- _Aim of the exercise_
Reproduce the post on image layers below word for word, from its title line through its last sentence.

======== Source passage

Layers a la PIE/Us

Sun Mar 10 02:04:03 UTC 2002

I want to propose a design for loadable/unloadable image changes.  It is
based on layers found in PIE[1] and Us[2], and is designed to work on
any objects (eg. code modules, morphic projects, etc).

Definition:
	An image is a graph of objects all reachable from the Smalltalk root
(or more correctly the specialObjectsArray), ie. today's image.  Let's
define a layer as a set of changes to an image, producing a new image. 
Starting from an empty image we can build up any image just by loading a
sequence of layers.  The only restriction is that layerA must be loaded
after layerB if layerA references an object introduced by layerB.  In
this case, layerA would be considered a dependent of layerB and layerB a
parent of layerA.  Let's redefine a layer as a sequence of parent layers
plus a set of changes to objects found in that parent ancestory.  An
image can then be specified by just a small sequence of layers - parent
layers will be loaded automatically.  In fact, since a layer can have
more than one parent, an image can be defined as a single layer.

Structure:
	Each layer contains: a sequence of parent layers, an image segment of
its new objects with outPointers referring to objects in the parent
ancestory, plus a set of changes to objects in the parent ancestory.

================
======== Data shown

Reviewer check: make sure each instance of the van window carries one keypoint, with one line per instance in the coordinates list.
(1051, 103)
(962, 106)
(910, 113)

================

- _The completed task_
Layers a la PIE/Us

Sun Mar 10 02:04:03 UTC 2002

I want to propose a design for loadable/unloadable image changes.  It is
based on layers found in PIE[1] and Us[2], and is designed to work on
any objects (eg. code modules, morphic projects, etc).

Definition:
	An image is a graph of objects all reachable from the Smalltalk root
(or more correctly the specialObjectsArray), ie. today's image.  Let's
define a layer as a set of changes to an image, producing a new image. 
Starting from an empty image we can build up any image just by loading a
sequence of layers.  The only restriction is that layerA must be loaded
after layerB if layerA references an object introduced by layerB.  In
this case, layerA would be considered a dependent of layerB and layerB a
parent of layerA.  Let's redefine a layer as a sequence of parent layers
plus a set of changes to objects found in that parent ancestory.  An
image can then be specified by just a small sequence of layers - parent
layers will be loaded automatically.  In fact, since a layer can have
more than one parent, an image can be defined as a single layer.

Structure:
	Each layer contains: a sequence of parent layers, an image segment of
its new objects with outPointers referring to objects in the parent
ancestory, plus a set of changes to objects in the parent ancestory.